## Description of the task
This exercise calls for the records to be repeated in full, exactly as written.

## Listed entries
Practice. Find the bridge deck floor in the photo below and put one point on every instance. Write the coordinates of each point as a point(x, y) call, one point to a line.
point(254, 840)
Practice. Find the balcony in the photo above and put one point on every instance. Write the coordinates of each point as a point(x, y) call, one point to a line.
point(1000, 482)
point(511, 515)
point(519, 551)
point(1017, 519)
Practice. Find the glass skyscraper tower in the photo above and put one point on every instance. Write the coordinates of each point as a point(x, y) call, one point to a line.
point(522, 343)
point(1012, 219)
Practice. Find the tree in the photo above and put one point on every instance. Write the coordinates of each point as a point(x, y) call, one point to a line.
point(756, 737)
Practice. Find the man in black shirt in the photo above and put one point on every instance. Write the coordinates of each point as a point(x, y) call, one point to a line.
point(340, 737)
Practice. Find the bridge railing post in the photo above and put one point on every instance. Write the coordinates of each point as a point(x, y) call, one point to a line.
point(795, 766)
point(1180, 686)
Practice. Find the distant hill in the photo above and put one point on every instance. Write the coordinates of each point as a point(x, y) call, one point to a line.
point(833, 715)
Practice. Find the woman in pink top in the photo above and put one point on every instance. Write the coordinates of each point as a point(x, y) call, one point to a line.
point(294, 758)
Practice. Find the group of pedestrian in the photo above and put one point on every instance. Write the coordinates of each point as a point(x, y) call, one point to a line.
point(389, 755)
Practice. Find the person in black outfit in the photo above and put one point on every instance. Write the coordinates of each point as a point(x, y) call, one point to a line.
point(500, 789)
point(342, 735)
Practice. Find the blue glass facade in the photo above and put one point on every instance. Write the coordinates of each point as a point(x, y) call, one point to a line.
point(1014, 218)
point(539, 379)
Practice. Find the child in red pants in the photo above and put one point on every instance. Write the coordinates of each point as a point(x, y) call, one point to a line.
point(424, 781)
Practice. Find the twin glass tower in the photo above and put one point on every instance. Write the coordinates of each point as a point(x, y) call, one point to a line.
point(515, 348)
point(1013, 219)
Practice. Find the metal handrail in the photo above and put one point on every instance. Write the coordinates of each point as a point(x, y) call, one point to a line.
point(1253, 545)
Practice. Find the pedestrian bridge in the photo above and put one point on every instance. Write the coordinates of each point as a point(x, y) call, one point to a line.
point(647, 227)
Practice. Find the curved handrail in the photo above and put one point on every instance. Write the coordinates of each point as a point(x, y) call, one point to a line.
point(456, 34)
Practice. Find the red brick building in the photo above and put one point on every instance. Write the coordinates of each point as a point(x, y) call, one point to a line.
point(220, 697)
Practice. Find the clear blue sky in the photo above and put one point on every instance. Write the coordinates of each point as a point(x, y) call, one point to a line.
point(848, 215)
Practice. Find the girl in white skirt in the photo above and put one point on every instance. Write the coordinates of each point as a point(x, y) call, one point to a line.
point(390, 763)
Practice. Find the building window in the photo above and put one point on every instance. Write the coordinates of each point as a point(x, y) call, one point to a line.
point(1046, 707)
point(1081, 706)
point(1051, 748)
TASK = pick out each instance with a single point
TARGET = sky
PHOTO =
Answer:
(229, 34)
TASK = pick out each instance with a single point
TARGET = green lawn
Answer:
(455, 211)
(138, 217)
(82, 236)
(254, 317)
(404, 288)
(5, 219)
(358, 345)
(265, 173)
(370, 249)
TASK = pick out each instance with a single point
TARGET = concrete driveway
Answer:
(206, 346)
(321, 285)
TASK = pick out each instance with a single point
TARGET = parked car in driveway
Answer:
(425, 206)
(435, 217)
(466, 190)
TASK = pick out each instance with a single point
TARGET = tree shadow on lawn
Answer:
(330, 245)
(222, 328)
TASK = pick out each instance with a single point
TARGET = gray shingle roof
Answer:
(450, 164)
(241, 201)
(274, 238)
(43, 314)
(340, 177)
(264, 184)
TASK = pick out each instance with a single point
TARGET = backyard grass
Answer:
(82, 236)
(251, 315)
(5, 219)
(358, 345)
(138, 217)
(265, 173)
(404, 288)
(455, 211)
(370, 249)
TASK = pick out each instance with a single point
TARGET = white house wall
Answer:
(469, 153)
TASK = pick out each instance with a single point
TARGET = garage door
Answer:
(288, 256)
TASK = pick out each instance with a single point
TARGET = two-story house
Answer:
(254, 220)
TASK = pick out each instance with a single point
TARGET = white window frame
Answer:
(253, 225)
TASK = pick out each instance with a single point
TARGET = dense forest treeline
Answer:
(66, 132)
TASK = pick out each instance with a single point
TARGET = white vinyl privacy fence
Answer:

## Task answer
Practice. Find the bridge deck floor in the photo below and put one point on every instance. Write the coordinates of each point as a point(x, y) call, one point to a line.
point(254, 840)
Practice. Find the balcony in the photo above and put one point on every instance. Write the coordinates of each point as a point(x, y) call, one point to a line.
point(1000, 482)
point(511, 515)
point(519, 551)
point(1017, 519)
Practice. Find the glass skyscraper tower in the photo above and put one point on every instance. Write the coordinates of each point as a point(x, y) call, one point to a line.
point(522, 343)
point(1012, 219)
Practice. Find the tree in the photo above and put one point on every instance. Write the coordinates of each point as a point(x, y) call, one point to a line.
point(756, 737)
Practice. Find the man in black shirt in the photo above and put one point on every instance. Write the coordinates of each point as a point(x, y) call, one point to a line.
point(340, 737)
Practice. Find the bridge railing post in the photo above and put one point on every instance. Write the coordinates of each point as a point(x, y) call, one point to a line.
point(795, 766)
point(1180, 686)
Practice. Find the distant hill in the photo above and put one point on every instance. Write the coordinates of each point as a point(x, y) call, one point to a line.
point(833, 715)
Practice. Find the woman in pink top in the photo above and put one point on every instance. Write the coordinates of each point as a point(x, y) call, one point to a line.
point(294, 758)
Practice. Find the group of pedestrian in the photo above and put one point on every instance. Write the coordinates of each point as a point(x, y) call, one point to a line.
point(389, 755)
Practice. Find the person in black outfit in the photo above and put one point on every instance. Write the coordinates of each point as a point(x, y) call, one point to a line.
point(500, 789)
point(342, 735)
Practice. Find the blue glass facade in the photo above and put one point on every instance. Write the coordinates of each point as a point(x, y) call, one point to a line.
point(1014, 218)
point(539, 379)
Practice. Find the child in red pants in the photo above and put one point on every instance. Write the coordinates of each point as a point(x, y) call, one point to a line.
point(424, 781)
Practice. Find the twin glass tower in the photo above and put one point on every instance. Write the coordinates of each point as a point(x, y) call, one point to a line.
point(515, 348)
point(1013, 219)
Practice. Find the metal handrail in the photo above and put one point on every instance. Write the coordinates of each point as a point(x, y) call, one point to a line.
point(1253, 545)
Practice. Find the pedestrian bridge in the photo above and put one point on every instance. Write the coordinates of each point as a point(x, y) call, one point to a line.
point(647, 227)
Practice. Find the curved handrail in the photo above and put one point on every instance. Write the coordinates of each point as a point(x, y) call, one point to a line.
point(456, 34)
Practice. Find the red brick building in the photo above and put one point on every instance. Write the coordinates of each point as a point(x, y) call, one point to a line.
point(220, 697)
Practice. Find the clear blue sky in the photo above and put one point on every instance. Write the coordinates of each point as a point(x, y) call, one point to a line.
point(848, 215)
Practice. Find the girl in white skirt in the photo above and put one point on every instance. Write the coordinates of each point as a point(x, y) call, one point to a line.
point(390, 763)
Practice. Find the building window in the photo above and put one point on every instance. Write the coordinates of each point as a point(x, y) call, one point to a line.
point(1046, 707)
point(1081, 706)
point(1051, 748)
TASK = pick out each instance with a single point
TARGET = sky
PHOTO =
Answer:
(229, 34)
TASK = pick out each instance with a single point
TARGET = green lawn
Answer:
(455, 211)
(138, 217)
(82, 236)
(254, 317)
(404, 288)
(5, 219)
(358, 345)
(265, 173)
(370, 249)
TASK = pick out each instance with a single point
TARGET = concrete driveway
Answer:
(206, 346)
(321, 285)
TASK = pick out each instance with a single point
TARGET = parked car in driveway
Answer:
(425, 206)
(435, 217)
(466, 190)
TASK = pick out each instance with a single point
TARGET = tree shadow on lawn
Answer:
(330, 245)
(222, 328)
TASK = pick out each instance with a single point
TARGET = gray shingle roof
Answer:
(450, 164)
(241, 201)
(274, 238)
(43, 314)
(340, 177)
(264, 184)
TASK = pick out each instance with a single point
TARGET = backyard grass
Answer:
(82, 236)
(251, 315)
(5, 219)
(358, 345)
(138, 217)
(265, 173)
(404, 288)
(455, 211)
(370, 249)
TASK = pick out each instance with a single point
TARGET = white house wall
Answer:
(469, 153)
TASK = pick out each instance with a single point
TARGET = garage door
Answer:
(288, 256)
TASK = pick out each instance with a single point
TARGET = two-story house
Answer:
(254, 220)
TASK = pick out each instance with a single point
TARGET = white window frame
Answer:
(253, 225)
TASK = pick out each instance with a single point
TARGET = dense forest treeline
Answer:
(66, 132)
TASK = pick out each instance with a single point
TARGET = white vinyl privacy fence
Answer:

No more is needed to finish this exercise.